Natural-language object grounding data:
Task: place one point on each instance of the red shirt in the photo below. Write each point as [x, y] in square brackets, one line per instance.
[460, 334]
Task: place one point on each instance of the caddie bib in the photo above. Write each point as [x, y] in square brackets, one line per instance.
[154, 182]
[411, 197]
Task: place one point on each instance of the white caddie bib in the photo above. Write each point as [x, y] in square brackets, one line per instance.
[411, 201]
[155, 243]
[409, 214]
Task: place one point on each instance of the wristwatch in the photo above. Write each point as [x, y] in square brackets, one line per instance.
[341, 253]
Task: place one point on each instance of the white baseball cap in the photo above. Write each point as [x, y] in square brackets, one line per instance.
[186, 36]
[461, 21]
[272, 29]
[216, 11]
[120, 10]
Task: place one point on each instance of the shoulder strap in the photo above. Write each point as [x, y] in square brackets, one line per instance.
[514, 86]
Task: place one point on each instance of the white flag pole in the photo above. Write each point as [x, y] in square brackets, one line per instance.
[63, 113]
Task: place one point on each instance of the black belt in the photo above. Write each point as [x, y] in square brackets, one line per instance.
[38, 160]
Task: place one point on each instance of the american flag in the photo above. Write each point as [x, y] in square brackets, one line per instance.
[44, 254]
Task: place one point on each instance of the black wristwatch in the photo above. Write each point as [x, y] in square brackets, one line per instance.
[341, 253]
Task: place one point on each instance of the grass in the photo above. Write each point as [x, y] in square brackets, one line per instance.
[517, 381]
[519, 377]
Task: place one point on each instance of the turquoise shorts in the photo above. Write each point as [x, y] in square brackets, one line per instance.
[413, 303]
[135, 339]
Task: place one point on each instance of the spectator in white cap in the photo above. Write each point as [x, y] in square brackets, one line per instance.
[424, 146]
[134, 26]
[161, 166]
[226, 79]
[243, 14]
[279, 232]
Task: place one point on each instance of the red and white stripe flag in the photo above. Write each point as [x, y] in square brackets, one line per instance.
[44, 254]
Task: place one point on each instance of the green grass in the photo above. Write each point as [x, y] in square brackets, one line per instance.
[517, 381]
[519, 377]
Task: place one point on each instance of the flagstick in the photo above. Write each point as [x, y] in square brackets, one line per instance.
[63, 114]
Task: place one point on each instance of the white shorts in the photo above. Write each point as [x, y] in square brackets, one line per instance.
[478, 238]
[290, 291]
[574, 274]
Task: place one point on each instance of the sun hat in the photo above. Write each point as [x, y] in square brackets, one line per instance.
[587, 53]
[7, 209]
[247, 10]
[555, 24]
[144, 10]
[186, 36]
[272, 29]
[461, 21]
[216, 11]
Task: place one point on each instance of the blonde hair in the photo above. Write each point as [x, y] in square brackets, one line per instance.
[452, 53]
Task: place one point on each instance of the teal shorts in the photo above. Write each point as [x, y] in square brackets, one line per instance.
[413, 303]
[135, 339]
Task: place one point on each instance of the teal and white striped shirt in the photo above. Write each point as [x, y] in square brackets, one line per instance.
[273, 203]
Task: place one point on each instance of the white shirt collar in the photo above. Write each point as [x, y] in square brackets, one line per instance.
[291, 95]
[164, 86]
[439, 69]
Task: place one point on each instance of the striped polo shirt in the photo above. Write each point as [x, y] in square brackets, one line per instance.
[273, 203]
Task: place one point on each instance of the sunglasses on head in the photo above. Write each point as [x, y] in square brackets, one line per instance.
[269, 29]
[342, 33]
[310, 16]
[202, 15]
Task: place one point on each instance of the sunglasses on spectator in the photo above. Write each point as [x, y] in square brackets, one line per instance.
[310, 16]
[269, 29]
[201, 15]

EXERCISE: Word for word, give back all of the records.

YOUR RESPONSE:
Task: place one point on each instance of the red shirt in the photo below. Write each point as [x, y] in square brackets, one line per instance.
[460, 334]
Task: place one point on each instance of the caddie bib in the photo above. Write each point as [x, y] in square brackets, one line per instance.
[154, 182]
[411, 197]
Task: place one point on each instance of the white caddie bib in the photo above. Write each point as [x, y] in square brackets, one line per instance.
[411, 201]
[155, 243]
[409, 214]
Task: place one point on each instance of the wristwatch in the photo above. Write each point as [x, y] in square brackets, one line per instance.
[341, 253]
Task: place one point on each instance of the white baseball cap in the photo above. Write each point as [x, y] in square brackets, one line per instance.
[186, 36]
[461, 21]
[272, 29]
[216, 11]
[120, 10]
Task: place one point on each instance of the shoulder strap in the photo above. Write each point as [x, y] in square brackets, one line per instance.
[514, 86]
Task: place one point on each instance of the white flag pole in the photo above. Write each point as [x, y] in square brackets, one line per instance.
[63, 113]
Task: place one point on each instance of the black belt in the photo above. Write each point as [x, y] in square brackets, one line per instance.
[38, 160]
Task: place one point on each instance of the american flag in the photo above. Write each point as [x, y] in square brackets, one line per instance.
[44, 254]
Task: place one point on each instance of the black wristwatch in the photo above. Write each point as [x, y] in square brackets, one line per instance.
[341, 253]
Task: place one point on each instance of the grass in the photo above. Write each point as [x, y] in square brackets, one line per instance.
[517, 381]
[519, 377]
Task: place one point on each instance of the turquoise shorts in the photo above. Write each point as [x, y] in square brackets, one line per instance.
[413, 303]
[135, 339]
Task: place one point on each instance of the spectator in white cap in the photo above. Write each point as [x, y] in square brackets, one line per instance.
[424, 146]
[134, 26]
[161, 166]
[226, 79]
[243, 14]
[279, 232]
Task: place one point on each instance of the red and white stripe flag in the photo above. Write each point as [x, y] in square brackets, one line per instance.
[44, 254]
Task: place one point on each instance of the green grass in the photo above. Write each point as [x, y] in square brackets, one line per instance.
[517, 381]
[519, 377]
Task: place one point on each instance of the flagstick in the photo above. Write each point as [x, y] in square brackets, one line per instance.
[63, 114]
Task: place one point on each instance of the white shorts in the photo above. Write each point as [x, y] in square brackets, one line per instance.
[478, 238]
[290, 291]
[574, 274]
Task: place one point on each instance of the sun hat in the photo above. Write each point as [x, y] in square brackets, one line per instance.
[587, 53]
[7, 209]
[247, 10]
[555, 24]
[144, 10]
[186, 36]
[272, 29]
[461, 21]
[216, 11]
Task: place one point on each instance of the blonde hair in the photo above. Write each point as [x, y] in square brackets, one line per instance.
[452, 53]
Task: place one point on each instance of the teal shorts in the photo above. Write each point as [x, y] in square brackets, one line per instance.
[413, 303]
[135, 339]
Task: place one point on each instance of the teal and white striped shirt in the photo above. Write each point as [x, y] in square brackets, one line per instance.
[273, 203]
Task: place one point on each instance of the white shirt collar in the photo above. Write each point as [x, y] in square brackets, one line per instance.
[291, 95]
[164, 86]
[439, 69]
Task: place one point on each instance of the striped polo shirt in the photo above. Write each point as [x, y] in square brackets, one line per instance.
[273, 203]
Task: place one point on each instance of the sunglasses on head in the photo above. Write each point as [x, y] in square brackets, one line per instance.
[269, 29]
[342, 33]
[310, 16]
[202, 15]
Task: place one point on each instance of the sunglasses on spectator in the photo above. Write each point as [x, y] in square brackets, one line per instance.
[310, 16]
[269, 29]
[201, 15]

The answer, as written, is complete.